These entries must be printed again exactly as they are.

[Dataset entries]
━━━━━━━━

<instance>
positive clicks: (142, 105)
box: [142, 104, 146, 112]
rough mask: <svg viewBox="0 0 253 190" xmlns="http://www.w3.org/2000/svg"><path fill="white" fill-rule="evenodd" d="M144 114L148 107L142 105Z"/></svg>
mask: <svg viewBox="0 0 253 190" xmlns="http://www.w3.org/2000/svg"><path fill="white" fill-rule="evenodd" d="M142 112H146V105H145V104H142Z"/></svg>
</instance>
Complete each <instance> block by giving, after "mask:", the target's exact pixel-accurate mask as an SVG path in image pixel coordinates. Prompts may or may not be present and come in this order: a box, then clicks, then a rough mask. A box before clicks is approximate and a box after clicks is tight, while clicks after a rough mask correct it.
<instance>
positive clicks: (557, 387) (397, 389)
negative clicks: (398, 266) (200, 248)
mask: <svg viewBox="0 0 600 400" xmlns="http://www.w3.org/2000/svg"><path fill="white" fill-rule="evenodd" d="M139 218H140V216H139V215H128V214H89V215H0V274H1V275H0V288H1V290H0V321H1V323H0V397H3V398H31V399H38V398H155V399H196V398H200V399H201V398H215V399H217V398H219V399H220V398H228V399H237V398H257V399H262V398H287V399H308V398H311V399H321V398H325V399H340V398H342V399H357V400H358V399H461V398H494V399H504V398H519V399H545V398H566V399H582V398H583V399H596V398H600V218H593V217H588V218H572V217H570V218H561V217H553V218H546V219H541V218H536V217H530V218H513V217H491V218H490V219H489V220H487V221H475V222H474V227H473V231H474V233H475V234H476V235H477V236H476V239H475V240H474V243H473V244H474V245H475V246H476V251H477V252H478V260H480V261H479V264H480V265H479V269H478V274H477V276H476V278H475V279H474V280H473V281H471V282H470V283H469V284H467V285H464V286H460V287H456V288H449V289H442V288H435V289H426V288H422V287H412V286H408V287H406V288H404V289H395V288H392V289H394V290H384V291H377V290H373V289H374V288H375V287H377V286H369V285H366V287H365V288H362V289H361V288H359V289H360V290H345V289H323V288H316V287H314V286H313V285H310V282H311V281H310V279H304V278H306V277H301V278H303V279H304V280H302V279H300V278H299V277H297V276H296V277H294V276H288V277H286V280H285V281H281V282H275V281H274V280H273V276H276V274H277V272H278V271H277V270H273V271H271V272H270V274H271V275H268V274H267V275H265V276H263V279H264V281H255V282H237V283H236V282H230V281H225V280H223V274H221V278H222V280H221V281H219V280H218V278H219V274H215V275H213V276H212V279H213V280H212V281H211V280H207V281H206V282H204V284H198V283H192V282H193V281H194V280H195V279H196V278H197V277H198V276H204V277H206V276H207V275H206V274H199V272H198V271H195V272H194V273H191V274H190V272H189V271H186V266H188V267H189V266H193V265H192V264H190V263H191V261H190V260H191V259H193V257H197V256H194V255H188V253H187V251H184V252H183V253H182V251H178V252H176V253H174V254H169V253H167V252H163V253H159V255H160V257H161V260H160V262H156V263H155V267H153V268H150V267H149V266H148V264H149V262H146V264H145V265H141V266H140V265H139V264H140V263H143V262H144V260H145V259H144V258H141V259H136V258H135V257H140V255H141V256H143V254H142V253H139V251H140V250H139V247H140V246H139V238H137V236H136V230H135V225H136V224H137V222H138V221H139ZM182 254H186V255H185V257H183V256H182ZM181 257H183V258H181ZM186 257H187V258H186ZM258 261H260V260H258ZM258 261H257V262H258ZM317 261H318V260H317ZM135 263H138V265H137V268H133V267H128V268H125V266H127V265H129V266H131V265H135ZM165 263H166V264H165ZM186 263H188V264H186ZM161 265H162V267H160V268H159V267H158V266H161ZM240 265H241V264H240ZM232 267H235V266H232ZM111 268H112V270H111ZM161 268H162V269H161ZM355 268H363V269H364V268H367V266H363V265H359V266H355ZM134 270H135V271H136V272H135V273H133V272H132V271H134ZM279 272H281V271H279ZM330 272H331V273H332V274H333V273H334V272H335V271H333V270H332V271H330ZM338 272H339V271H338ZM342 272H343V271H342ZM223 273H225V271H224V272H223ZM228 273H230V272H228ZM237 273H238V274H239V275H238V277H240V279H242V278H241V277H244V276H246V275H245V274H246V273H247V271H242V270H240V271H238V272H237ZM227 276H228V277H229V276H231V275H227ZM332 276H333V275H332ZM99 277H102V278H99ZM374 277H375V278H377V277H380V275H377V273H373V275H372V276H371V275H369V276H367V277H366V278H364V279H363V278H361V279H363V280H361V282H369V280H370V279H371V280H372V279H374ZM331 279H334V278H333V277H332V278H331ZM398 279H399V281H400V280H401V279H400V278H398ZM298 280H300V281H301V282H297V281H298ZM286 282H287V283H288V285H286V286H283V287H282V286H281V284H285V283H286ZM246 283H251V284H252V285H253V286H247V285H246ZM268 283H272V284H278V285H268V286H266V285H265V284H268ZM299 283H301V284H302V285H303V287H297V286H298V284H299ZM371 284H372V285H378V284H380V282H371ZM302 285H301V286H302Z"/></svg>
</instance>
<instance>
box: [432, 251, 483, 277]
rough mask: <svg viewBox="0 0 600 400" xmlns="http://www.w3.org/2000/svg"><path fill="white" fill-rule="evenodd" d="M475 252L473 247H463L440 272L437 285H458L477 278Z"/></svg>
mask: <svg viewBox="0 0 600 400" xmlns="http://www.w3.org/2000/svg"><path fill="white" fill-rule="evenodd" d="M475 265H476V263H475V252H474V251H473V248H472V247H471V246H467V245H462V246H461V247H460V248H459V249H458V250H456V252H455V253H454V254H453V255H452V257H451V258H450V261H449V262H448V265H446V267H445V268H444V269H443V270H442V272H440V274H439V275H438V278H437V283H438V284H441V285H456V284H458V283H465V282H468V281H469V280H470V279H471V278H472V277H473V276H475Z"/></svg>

━━━━━━━━

**Response below**
<instance>
positive clicks: (142, 105)
box: [142, 104, 146, 112]
rough mask: <svg viewBox="0 0 253 190" xmlns="http://www.w3.org/2000/svg"><path fill="white" fill-rule="evenodd" d="M144 114L148 107L142 105Z"/></svg>
mask: <svg viewBox="0 0 253 190" xmlns="http://www.w3.org/2000/svg"><path fill="white" fill-rule="evenodd" d="M142 112H146V105H145V104H142Z"/></svg>
</instance>
Complete each <instance> block by giving, after "mask:", the target's exact pixel-accurate mask as an SVG path in image pixel coordinates. Prompts may or may not be present and come in this order: a box, then clicks, then a rough mask. A box before clicks is approximate and a box after clicks is tight, while clicks after a rough mask correct it.
<instance>
positive clicks: (557, 387) (397, 389)
negative clicks: (398, 266) (200, 248)
mask: <svg viewBox="0 0 600 400" xmlns="http://www.w3.org/2000/svg"><path fill="white" fill-rule="evenodd" d="M139 218H140V216H139V215H128V214H89V215H0V274H1V275H0V288H1V290H0V321H1V323H0V397H3V398H31V399H38V398H155V399H196V398H200V399H201V398H215V399H217V398H219V399H220V398H228V399H237V398H257V399H262V398H287V399H308V398H311V399H321V398H325V399H340V398H342V399H357V400H358V399H461V398H494V399H504V398H519V399H545V398H566V399H582V398H583V399H596V398H600V218H593V217H588V218H572V217H570V218H561V217H553V218H546V219H541V218H536V217H530V218H513V217H491V218H490V219H489V220H487V221H475V222H474V227H473V231H474V233H475V234H476V235H477V236H476V239H475V240H474V243H473V244H474V245H475V246H476V251H477V252H478V260H480V261H479V264H480V265H479V269H478V274H477V276H476V278H475V279H474V280H473V281H471V282H470V283H469V284H467V285H464V286H460V287H456V288H449V289H442V288H435V289H426V288H422V287H412V286H408V287H406V288H404V289H395V288H392V289H394V290H384V291H377V290H373V289H374V288H375V287H377V286H369V285H366V287H365V288H362V289H361V288H359V289H360V290H345V289H323V288H316V287H314V286H313V285H310V282H311V281H310V279H304V278H306V277H301V278H303V279H304V280H302V279H300V278H299V277H297V276H296V277H294V276H288V277H286V280H285V281H281V282H275V281H274V280H273V276H276V274H277V272H278V271H277V270H273V271H271V272H270V274H271V275H268V274H267V275H265V276H263V279H264V281H255V282H237V283H236V282H230V281H225V280H223V274H221V278H222V280H221V281H219V280H218V278H219V274H215V275H213V276H212V279H213V280H212V281H211V280H207V281H206V282H204V284H198V283H192V282H193V281H194V280H195V279H196V278H197V277H198V276H204V277H206V276H207V275H206V274H199V272H198V271H195V272H194V273H191V274H190V272H189V271H186V266H188V267H189V266H193V265H192V264H190V263H191V261H190V260H191V259H193V257H197V256H194V255H188V253H187V251H184V252H183V253H182V251H178V252H176V253H174V254H169V253H167V252H163V253H159V255H160V257H161V260H160V262H156V263H155V267H153V268H150V267H149V266H148V264H149V262H146V264H145V265H141V266H140V265H139V264H140V263H143V262H144V260H145V259H144V258H141V259H136V258H135V257H140V255H141V256H143V254H142V253H139V251H140V250H139V247H140V246H139V238H137V236H136V230H135V225H136V224H137V222H138V221H139ZM182 254H186V255H185V257H183V256H182ZM181 257H183V258H181ZM186 257H187V258H186ZM258 261H260V260H258ZM258 261H257V262H258ZM317 261H318V260H317ZM135 263H138V265H137V268H133V267H128V268H125V266H127V265H129V266H131V265H135ZM165 263H166V264H165ZM186 263H188V264H186ZM161 265H162V267H160V268H159V267H158V266H161ZM240 265H241V264H240ZM232 267H235V266H232ZM111 268H112V270H111ZM161 268H162V269H161ZM355 268H363V269H364V268H367V266H363V265H359V266H355ZM134 270H135V271H136V272H135V273H133V272H132V271H134ZM279 272H281V271H279ZM330 272H331V273H332V274H333V273H334V272H335V271H333V270H332V271H330ZM338 272H339V271H338ZM342 272H343V271H342ZM223 273H225V271H224V272H223ZM228 273H230V272H228ZM237 273H238V274H239V275H238V277H240V279H242V278H241V277H244V276H246V275H245V274H246V273H247V271H242V270H240V271H238V272H237ZM227 276H228V277H229V276H231V275H227ZM332 276H333V275H332ZM99 277H102V278H99ZM374 277H375V278H377V277H380V275H377V273H373V275H372V276H371V275H369V276H367V277H366V278H364V279H363V278H361V279H363V280H361V282H369V280H370V279H371V280H372V279H374ZM331 279H334V278H333V277H332V278H331ZM398 279H399V281H400V280H401V279H400V278H398ZM298 280H300V281H301V282H297V281H298ZM286 282H287V283H288V285H286V286H283V287H282V286H281V284H285V283H286ZM246 283H251V284H252V285H253V286H247V285H246ZM268 283H272V284H278V285H268V286H266V285H265V284H268ZM299 283H301V284H302V285H303V287H297V286H298V284H299ZM371 284H372V285H378V284H380V282H371ZM302 285H301V286H302Z"/></svg>
</instance>
<instance>
box: [432, 251, 483, 277]
rough mask: <svg viewBox="0 0 600 400" xmlns="http://www.w3.org/2000/svg"><path fill="white" fill-rule="evenodd" d="M475 252L473 247H463L440 272L437 285H458L477 278Z"/></svg>
mask: <svg viewBox="0 0 600 400" xmlns="http://www.w3.org/2000/svg"><path fill="white" fill-rule="evenodd" d="M475 265H476V263H475V252H474V251H473V248H472V247H471V246H467V245H462V246H461V247H460V248H459V249H458V250H456V252H455V253H454V254H453V255H452V257H451V258H450V261H449V262H448V265H446V267H445V268H444V269H443V270H442V272H440V274H439V275H438V278H437V283H438V284H441V285H456V284H458V283H465V282H468V281H469V280H470V279H471V278H472V277H473V276H475Z"/></svg>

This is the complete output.